EXERCISE TASK -
Turn all of the rows below into a numbered list, skipping blank lines and leaving the pictures out.

Contour labeling entries
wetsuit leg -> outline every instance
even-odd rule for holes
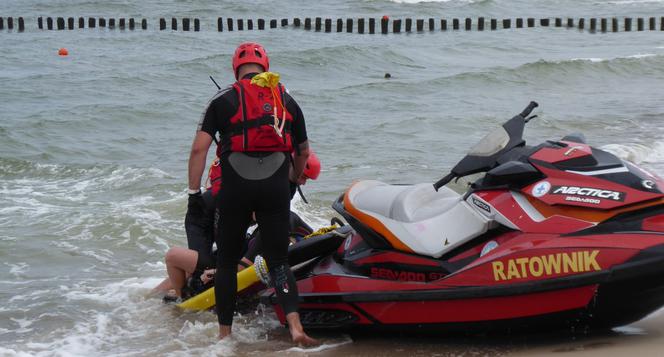
[[[211,191],[203,193],[205,209],[203,217],[194,217],[187,211],[184,219],[184,229],[187,233],[187,246],[198,252],[197,270],[204,270],[214,266],[212,259],[212,243],[214,243],[214,214],[216,211]]]
[[[243,180],[222,159],[224,184],[219,190],[218,207],[223,217],[218,223],[217,273],[214,278],[219,324],[233,323],[237,291],[237,264],[251,220],[251,205]]]
[[[290,232],[290,189],[288,183],[288,162],[269,180],[262,182],[262,200],[257,204],[256,221],[261,232],[261,248],[277,301],[285,314],[298,309],[297,284],[288,265],[288,244]]]

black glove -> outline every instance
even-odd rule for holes
[[[185,221],[202,224],[205,221],[205,201],[200,191],[189,194]]]

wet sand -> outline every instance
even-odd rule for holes
[[[319,335],[326,343],[339,336]],[[332,343],[329,343],[332,344]],[[282,350],[311,356],[664,356],[664,311],[634,324],[587,334],[414,337],[377,333],[353,336],[352,343],[316,349]]]

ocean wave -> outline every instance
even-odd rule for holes
[[[644,144],[608,144],[602,150],[611,152],[621,159],[635,164],[657,163],[664,164],[664,142],[655,142],[653,145]]]

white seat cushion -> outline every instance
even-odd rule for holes
[[[440,257],[488,229],[489,220],[447,187],[359,181],[346,192],[346,210],[401,250]]]

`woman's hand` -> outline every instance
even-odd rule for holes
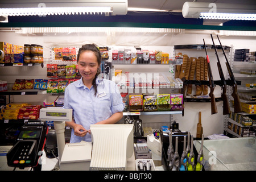
[[[84,136],[88,133],[88,130],[85,130],[81,125],[76,124],[73,129],[75,135],[79,136]]]

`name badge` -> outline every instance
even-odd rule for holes
[[[98,93],[98,98],[101,98],[104,96],[106,96],[106,94],[105,92],[102,92]]]

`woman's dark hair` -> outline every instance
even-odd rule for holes
[[[94,53],[95,56],[97,57],[97,61],[98,62],[98,65],[100,65],[101,63],[101,52],[97,47],[96,45],[94,44],[88,44],[84,45],[82,46],[82,47],[81,47],[79,49],[79,53],[77,54],[77,63],[79,63],[79,57],[80,56],[80,54],[86,51],[91,51]],[[100,73],[101,70],[100,69],[98,69],[98,70],[97,71],[96,75],[95,76],[95,78],[93,80],[92,85],[95,90],[94,96],[96,96],[97,92],[97,88],[96,85],[96,78],[98,75],[99,75]]]

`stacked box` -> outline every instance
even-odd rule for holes
[[[158,106],[159,111],[171,110],[170,94],[158,94]]]
[[[249,53],[249,49],[236,49],[234,61],[248,61]]]
[[[5,57],[1,59],[0,63],[23,63],[23,46],[0,42],[0,49],[5,53]]]

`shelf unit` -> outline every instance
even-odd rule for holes
[[[256,63],[249,63],[249,62],[240,62],[240,61],[233,61],[233,70],[234,73],[234,76],[236,77],[236,80],[238,80],[241,82],[241,85],[238,86],[237,87],[237,93],[240,96],[240,102],[241,103],[251,103],[256,105],[256,101],[249,101],[243,98],[242,95],[241,94],[242,92],[245,93],[255,93],[255,89],[249,89],[245,87],[245,84],[249,83],[255,83],[256,82],[256,75],[247,75],[247,74],[243,74],[242,72],[244,72],[245,70],[249,70],[249,71],[255,71],[256,70]],[[242,72],[242,73],[241,73]],[[232,89],[229,90],[230,94],[231,94],[232,90]],[[230,99],[233,100],[233,97],[230,97]],[[248,116],[250,118],[256,120],[256,114],[249,114],[246,112],[242,112],[238,113],[240,115],[244,116]],[[243,126],[239,123],[236,122],[235,121],[227,117],[225,120],[226,127],[225,131],[229,134],[236,136],[236,137],[242,137],[241,135],[241,134],[238,134],[239,130],[241,129],[247,129],[248,130],[250,131],[248,131],[248,135],[247,133],[244,134],[245,136],[255,136],[255,133],[256,133],[256,130],[255,129],[256,126]],[[233,125],[235,125],[234,126],[233,130],[230,130],[228,128],[228,123],[232,123]],[[233,131],[234,130],[235,131]],[[250,134],[252,134],[252,136],[250,135]]]

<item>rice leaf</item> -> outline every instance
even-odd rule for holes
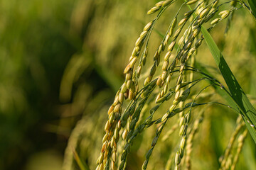
[[[250,12],[253,16],[254,18],[256,20],[256,1],[255,0],[247,0],[247,1],[251,9]]]
[[[79,168],[81,170],[90,170],[89,166],[81,160],[78,152],[75,150],[75,149],[73,149],[73,155],[74,155],[75,162],[77,162]]]
[[[242,115],[247,128],[256,143],[256,110],[249,101],[241,86],[239,85],[210,33],[204,27],[202,27],[201,31],[216,64],[227,84],[233,102],[235,103],[240,114]],[[250,123],[248,121],[250,121]]]

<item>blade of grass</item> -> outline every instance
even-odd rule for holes
[[[73,149],[73,154],[75,160],[81,170],[90,170],[89,166],[82,162],[81,159],[80,158],[78,152],[75,150],[75,149]]]
[[[251,9],[250,12],[253,16],[254,18],[256,20],[256,1],[255,0],[247,0],[247,1]]]
[[[217,45],[207,30],[202,26],[201,31],[210,52],[229,89],[233,102],[239,108],[247,128],[256,143],[256,111],[232,73]],[[250,122],[250,123],[248,123]]]

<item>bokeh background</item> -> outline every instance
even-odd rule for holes
[[[146,11],[156,2],[0,0],[0,169],[79,169],[73,149],[95,168],[107,110],[124,81],[134,42],[153,18]],[[171,9],[180,4],[159,21],[152,53]],[[234,17],[225,35],[223,22],[213,37],[255,106],[256,22],[244,9]],[[206,45],[201,48],[200,61],[214,66]],[[218,106],[205,117],[193,161],[195,169],[216,169],[237,115]],[[152,133],[144,137],[151,140]],[[159,157],[164,162],[171,152],[159,145],[155,157],[162,151]],[[134,144],[128,169],[140,169],[149,146]],[[255,148],[248,135],[238,169],[256,169]],[[149,169],[164,168],[159,160],[152,162]]]

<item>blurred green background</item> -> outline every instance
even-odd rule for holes
[[[78,169],[73,149],[95,168],[106,110],[124,80],[137,36],[153,18],[146,13],[156,1],[0,0],[0,169],[61,169],[64,155],[63,169]],[[172,13],[166,13],[156,28],[163,34]],[[238,13],[226,36],[225,23],[213,36],[245,91],[255,96],[255,22],[245,18],[245,10]],[[153,38],[161,40],[156,33]],[[156,46],[150,45],[153,52]],[[201,52],[210,57],[207,48]],[[205,127],[211,131],[201,132],[208,138],[201,141],[196,157],[211,161],[196,161],[201,164],[197,169],[209,165],[213,169],[215,169],[230,137],[218,130],[225,128],[231,134],[234,128],[236,115],[224,110],[223,115],[221,109],[206,116]],[[255,147],[250,137],[247,141],[244,154],[252,162],[242,157],[240,167],[253,169],[256,152],[250,149]],[[139,162],[132,159],[129,169],[139,169],[147,149],[142,147],[142,155],[133,152]]]

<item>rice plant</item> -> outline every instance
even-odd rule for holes
[[[172,8],[176,4],[178,8]],[[153,5],[147,12],[152,19],[135,41],[124,70],[125,79],[108,109],[101,148],[92,151],[100,152],[96,165],[90,160],[90,166],[84,165],[75,149],[80,168],[235,169],[247,134],[256,142],[256,111],[210,33],[220,26],[228,36],[235,13],[243,10],[246,17],[255,19],[255,6],[253,1],[219,0],[166,0]],[[158,28],[159,22],[169,24],[167,29]],[[153,33],[159,42],[151,40]],[[203,42],[211,56],[201,53]],[[212,57],[215,67],[201,62]],[[203,145],[212,135],[206,132],[211,128],[210,109],[224,112],[220,115],[228,110],[237,120],[233,133],[217,132],[230,138],[218,162],[198,165],[196,159],[209,160],[195,154],[200,152],[196,145]],[[85,125],[81,120],[74,131],[88,130],[82,128]],[[75,138],[77,145],[78,136],[70,140]]]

ANSWER TO THIS TASK -
1. wetsuit leg -> outline every instance
2. even-odd rule for holes
3. [[[211,191],[203,193],[205,209],[203,217],[194,217],[187,211],[184,219],[184,229],[187,233],[187,246],[198,252],[197,270],[204,270],[214,266],[212,259],[212,243],[214,243],[214,214],[216,211]]]
4. [[[243,180],[222,159],[224,184],[219,190],[218,207],[223,217],[218,223],[217,273],[214,278],[219,324],[233,323],[237,291],[237,264],[251,220],[251,205]]]
5. [[[290,232],[290,189],[288,183],[288,162],[269,180],[262,182],[262,200],[257,204],[256,221],[261,232],[261,248],[277,301],[285,314],[298,309],[297,284],[288,265],[288,244]]]
6. black glove -> outline every instance
7. even-odd rule for holes
8. [[[185,221],[202,224],[205,221],[205,201],[200,191],[189,194]]]
9. wet sand -> outline every instance
10. even-odd rule for holes
11. [[[319,335],[326,343],[339,336]],[[332,343],[329,343],[332,344]],[[282,350],[311,356],[664,356],[664,311],[634,324],[587,334],[414,337],[377,333],[353,336],[352,343],[316,349]]]
12. ocean wave -> outline every instance
13. even-odd rule for holes
14. [[[644,144],[608,144],[602,150],[611,152],[621,159],[635,164],[657,163],[664,164],[664,142],[655,142],[653,145]]]
15. white seat cushion -> outline every instance
16. even-odd rule for holes
17. [[[440,257],[488,229],[489,220],[447,187],[359,181],[346,192],[346,210],[401,250]]]
18. `woman's hand` -> outline every instance
19. even-odd rule for holes
20. [[[84,136],[88,133],[88,130],[85,130],[81,125],[76,124],[73,129],[75,135],[79,136]]]
21. `name badge` -> outline every instance
22. even-odd rule for holes
23. [[[98,93],[98,98],[101,98],[104,96],[106,96],[106,94],[105,92],[102,92]]]
24. `woman's dark hair` -> outline every instance
25. even-odd rule for holes
26. [[[94,53],[95,56],[97,57],[97,61],[98,62],[98,65],[100,65],[101,63],[101,52],[97,47],[96,45],[94,44],[88,44],[84,45],[82,46],[82,47],[81,47],[79,49],[79,53],[77,54],[77,63],[79,63],[79,57],[80,56],[80,54],[86,51],[91,51]],[[100,73],[101,70],[100,69],[98,69],[98,70],[97,71],[96,75],[95,76],[95,78],[93,80],[92,85],[95,90],[94,96],[96,96],[97,92],[97,88],[96,85],[96,78],[98,75],[99,75]]]
27. `stacked box` -> outline every instance
28. even-odd rule for holes
29. [[[158,106],[159,111],[171,110],[170,94],[158,94]]]
30. [[[249,53],[249,49],[236,49],[234,61],[248,61]]]
31. [[[5,57],[1,59],[0,63],[23,63],[23,46],[0,42],[0,49],[5,53]]]
32. `shelf unit` -> outline every instance
33. even-odd rule for holes
34. [[[256,63],[249,63],[249,62],[240,62],[240,61],[233,61],[233,70],[234,73],[234,76],[236,77],[236,80],[238,80],[241,82],[241,85],[238,86],[237,87],[237,93],[240,96],[240,102],[241,103],[251,103],[256,105],[256,101],[249,101],[243,98],[242,95],[241,94],[242,92],[245,93],[255,93],[255,89],[249,89],[245,87],[245,84],[249,83],[255,83],[256,82],[256,75],[247,75],[247,74],[243,74],[242,72],[244,72],[245,70],[249,70],[249,71],[255,71],[256,70]],[[242,72],[242,73],[241,73]],[[232,89],[229,90],[230,94],[231,94],[232,90]],[[230,99],[233,100],[233,97],[230,97]],[[248,116],[250,118],[256,120],[256,114],[249,114],[246,112],[242,112],[238,113],[240,115],[244,116]],[[243,126],[239,123],[236,122],[235,121],[227,117],[225,120],[226,127],[225,131],[229,134],[236,136],[236,137],[242,137],[241,135],[241,134],[238,134],[239,130],[241,129],[247,129],[248,130],[250,131],[248,131],[248,135],[247,133],[244,134],[245,136],[255,136],[255,133],[256,133],[256,130],[255,129],[256,126]],[[233,125],[235,125],[234,126],[233,130],[230,130],[228,128],[228,123],[232,123]],[[233,131],[234,130],[235,131]],[[250,134],[252,134],[252,136],[250,135]]]
35. <item>rice leaf</item> -> outline every instance
36. even-odd rule for holes
37. [[[250,12],[253,16],[254,18],[256,20],[256,1],[255,0],[247,0],[247,1],[251,9]]]
38. [[[79,168],[81,170],[90,170],[89,166],[81,160],[78,152],[75,150],[75,149],[73,149],[73,155],[74,155],[75,162],[77,162]]]
39. [[[242,115],[247,128],[256,143],[256,110],[249,101],[241,86],[239,85],[210,33],[204,27],[202,27],[201,31],[216,64],[227,84],[233,102],[235,103],[240,114]],[[250,123],[248,121],[250,121]]]
40. <item>blade of grass</item> -> outline every instance
41. even-odd rule for holes
42. [[[73,149],[73,154],[75,160],[81,170],[90,170],[89,166],[82,162],[81,159],[80,158],[78,152],[75,150],[75,149]]]
43. [[[251,9],[250,12],[253,16],[254,18],[256,20],[256,1],[255,0],[247,0],[247,1]]]
44. [[[217,45],[207,30],[202,26],[201,31],[210,52],[229,89],[233,102],[239,108],[247,128],[256,143],[256,111],[232,73]],[[250,122],[250,123],[248,123]]]
45. <item>bokeh background</item> -> outline every instance
46. even-odd rule for holes
47. [[[146,11],[156,2],[0,0],[0,169],[79,169],[73,149],[95,168],[107,110],[124,81],[134,42],[153,18]],[[171,9],[180,4],[159,21],[152,53]],[[234,17],[225,35],[223,22],[213,37],[255,106],[256,22],[244,9]],[[206,45],[201,48],[200,61],[214,66]],[[218,106],[205,117],[193,161],[195,169],[216,169],[237,115]],[[152,133],[144,137],[151,140]],[[159,157],[164,162],[171,152],[159,145],[155,157],[162,151]],[[134,144],[128,169],[140,169],[149,146]],[[255,148],[248,135],[238,169],[256,169]],[[149,169],[164,168],[159,160],[152,162]]]
48. <item>blurred green background</item> -> outline every instance
49. even-odd rule for holes
50. [[[78,169],[73,149],[95,168],[106,110],[124,80],[137,36],[153,18],[146,13],[156,1],[0,0],[0,169],[61,169],[64,155],[63,169]],[[172,13],[166,13],[156,28],[163,34]],[[238,13],[226,36],[225,23],[213,36],[245,91],[255,96],[255,22],[245,18],[245,10]],[[153,38],[161,40],[156,33]],[[156,46],[150,45],[153,52]],[[201,52],[210,57],[207,48]],[[205,127],[211,131],[201,132],[208,138],[201,141],[196,157],[211,161],[196,161],[201,164],[197,169],[209,165],[213,169],[215,169],[230,137],[218,130],[225,128],[231,134],[234,128],[236,115],[224,110],[223,115],[221,109],[206,116]],[[255,147],[250,137],[247,141],[244,154],[252,162],[242,157],[240,167],[253,169],[256,152],[250,149]],[[139,162],[132,159],[129,169],[139,169],[147,149],[142,147],[142,155],[133,152]]]
51. <item>rice plant</item> -> outline every instance
52. even-odd rule for holes
53. [[[172,8],[176,4],[178,8]],[[153,5],[147,12],[152,19],[135,41],[124,70],[125,79],[108,109],[101,148],[92,151],[100,152],[96,165],[90,160],[90,166],[84,165],[75,149],[80,168],[235,169],[247,134],[256,142],[256,111],[210,33],[220,26],[228,36],[235,13],[243,10],[246,17],[255,19],[255,6],[253,1],[219,0],[166,0]],[[158,28],[159,22],[169,24],[167,29]],[[153,33],[159,42],[151,40]],[[203,42],[211,56],[201,53]],[[212,57],[215,67],[201,62]],[[203,145],[212,135],[206,132],[211,128],[210,109],[224,112],[220,115],[228,110],[237,120],[233,133],[217,132],[230,138],[218,162],[198,165],[196,159],[209,160],[195,154],[200,152],[196,145]],[[85,125],[81,120],[74,131],[88,130],[82,128]],[[75,138],[77,145],[78,136],[70,140]]]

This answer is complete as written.